- [Short exercise]
Below is a set of records; restate each one word for word.

- [Supplied information]
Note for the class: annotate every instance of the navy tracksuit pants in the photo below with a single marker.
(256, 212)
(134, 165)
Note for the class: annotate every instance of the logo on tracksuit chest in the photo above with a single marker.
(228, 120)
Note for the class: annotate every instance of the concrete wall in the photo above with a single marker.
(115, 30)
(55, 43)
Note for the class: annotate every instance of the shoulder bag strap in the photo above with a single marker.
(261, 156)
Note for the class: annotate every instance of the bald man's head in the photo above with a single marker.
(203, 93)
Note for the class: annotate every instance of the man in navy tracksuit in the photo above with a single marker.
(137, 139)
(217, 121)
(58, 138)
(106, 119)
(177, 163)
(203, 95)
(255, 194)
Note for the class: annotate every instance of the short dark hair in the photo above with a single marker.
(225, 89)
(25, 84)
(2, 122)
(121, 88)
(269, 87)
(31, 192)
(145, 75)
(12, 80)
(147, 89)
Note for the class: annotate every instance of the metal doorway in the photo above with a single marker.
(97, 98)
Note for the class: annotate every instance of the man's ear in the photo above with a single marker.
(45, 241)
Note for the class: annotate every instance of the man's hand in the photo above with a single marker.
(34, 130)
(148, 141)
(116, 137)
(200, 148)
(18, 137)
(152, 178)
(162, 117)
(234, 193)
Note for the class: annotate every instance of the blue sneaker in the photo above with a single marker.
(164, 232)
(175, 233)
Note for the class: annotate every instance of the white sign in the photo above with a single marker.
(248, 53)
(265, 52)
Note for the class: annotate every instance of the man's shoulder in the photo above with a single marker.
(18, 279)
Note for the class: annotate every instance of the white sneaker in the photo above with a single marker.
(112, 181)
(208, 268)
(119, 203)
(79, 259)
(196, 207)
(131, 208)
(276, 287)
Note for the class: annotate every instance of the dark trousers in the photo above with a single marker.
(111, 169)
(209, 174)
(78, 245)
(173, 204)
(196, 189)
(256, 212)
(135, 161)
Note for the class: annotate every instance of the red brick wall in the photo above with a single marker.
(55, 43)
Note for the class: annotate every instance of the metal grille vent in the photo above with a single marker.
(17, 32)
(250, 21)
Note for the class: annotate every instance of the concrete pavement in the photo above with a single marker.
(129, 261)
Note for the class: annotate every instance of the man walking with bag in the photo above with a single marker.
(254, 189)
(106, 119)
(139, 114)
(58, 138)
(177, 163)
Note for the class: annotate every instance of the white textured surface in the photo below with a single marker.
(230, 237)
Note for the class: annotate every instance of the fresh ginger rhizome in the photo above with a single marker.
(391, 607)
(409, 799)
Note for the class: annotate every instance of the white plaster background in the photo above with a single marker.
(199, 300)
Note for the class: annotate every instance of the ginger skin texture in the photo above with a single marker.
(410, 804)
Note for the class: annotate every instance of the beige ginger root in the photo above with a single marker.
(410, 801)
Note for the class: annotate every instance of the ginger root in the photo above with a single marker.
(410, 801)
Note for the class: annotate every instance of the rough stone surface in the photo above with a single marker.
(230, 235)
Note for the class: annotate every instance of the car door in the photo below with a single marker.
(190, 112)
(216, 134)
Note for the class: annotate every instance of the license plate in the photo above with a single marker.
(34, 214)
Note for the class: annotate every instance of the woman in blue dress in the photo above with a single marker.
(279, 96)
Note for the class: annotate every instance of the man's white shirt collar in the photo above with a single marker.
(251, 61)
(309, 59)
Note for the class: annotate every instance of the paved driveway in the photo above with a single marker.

- [Expected answer]
Note for the class: annotate every instance of the navy tracksuit pants in the photo below with a single marker.
(256, 212)
(134, 165)
Note for the class: annotate every instance of the logo on tracksuit chest in the photo above with a single marker.
(228, 120)
Note for the class: annotate every instance of the concrete wall in the photo above with a single marker.
(115, 30)
(55, 43)
Note for the class: annotate every instance of the shoulder bag strap in the photo above with a single marker.
(261, 156)
Note for the class: annotate every instance of the bald man's head in the photo above with a single marker.
(203, 93)
Note for the class: annotate every instance of the man in navy tracksuit in the photo above with a single marker.
(137, 139)
(217, 121)
(58, 138)
(106, 119)
(177, 163)
(203, 95)
(255, 194)
Note for the class: annotate every instance of the short dark hair in the photo above with a single marker.
(225, 89)
(25, 84)
(2, 122)
(121, 88)
(269, 87)
(31, 192)
(145, 75)
(12, 80)
(147, 89)
Note for the class: annotate every instance of the metal doorway in the photo above with a single marker.
(97, 98)
Note for the class: annotate every instance of the man's ear in the photo above with a single marker.
(45, 241)
Note for the class: annotate every instance of the man's hand in the photo above with a single marker.
(34, 130)
(148, 141)
(116, 137)
(200, 148)
(18, 137)
(152, 178)
(162, 117)
(234, 193)
Note for the class: annotate every instance of the blue sneaker in the photo above with a single marker.
(164, 232)
(175, 233)
Note for the class: annotate every instance of the white sign in the photo above with a single marker.
(248, 53)
(265, 52)
Note for the class: annotate every instance of the man's shoulder in the photo above with a single marker.
(18, 279)
Note for the class: annotate every instance of the white sneaker in the photo above with a single marker.
(112, 181)
(208, 268)
(119, 203)
(79, 259)
(196, 207)
(131, 208)
(276, 287)
Note for the class: annotate every instance of the dark trousers in the photo above with a single marker.
(111, 169)
(209, 174)
(78, 245)
(173, 204)
(196, 189)
(256, 212)
(135, 161)
Note for the class: annotate every instance of the red brick wall in the photo above with a single marker.
(55, 43)
Note for the class: annotate every instance of the metal grille vent in the photo above with a single marker.
(17, 32)
(250, 21)
Note for the class: annotate every instance of the concrete pavement in the photo above with a single marker.
(129, 261)
Note for the class: annotate every instance of the man walking with bag in the photo above with a single marker.
(254, 189)
(106, 119)
(139, 114)
(58, 138)
(177, 163)
Note for the class: annotate every instance of the white textured surface in the photo below with a single marker.
(230, 237)
Note for the class: annotate every instance of the fresh ginger rhizome in the photo above with a single marker.
(391, 607)
(409, 799)
Note for the class: annotate every instance of the white plaster background in the photo above with a single marker.
(199, 300)
Note for the class: annotate every instance of the ginger skin texture in the photo above with a single marker.
(410, 804)
Note for the class: annotate every instance of the beige ginger root in the photo above with a single marker.
(410, 801)
Note for the class: annotate every instance of the ginger root in the photo above with a single marker.
(410, 801)
Note for the class: annotate every instance of the rough stone surface in the photo above with a single marker.
(230, 235)
Note for the class: annotate every instance of the car door in the photo below with a single marker.
(190, 112)
(216, 134)
Note for the class: annotate every instance of the license plate in the photo above with a single marker.
(34, 214)
Note for the class: annotate every instance of the woman in blue dress in the photo above with a single marker.
(279, 96)
Note for the class: annotate every instance of the man's white shirt collar in the photo above with a single marker.
(251, 61)
(309, 59)
Note for the class: annotate every instance of the paved driveway in the photo above with a single marker.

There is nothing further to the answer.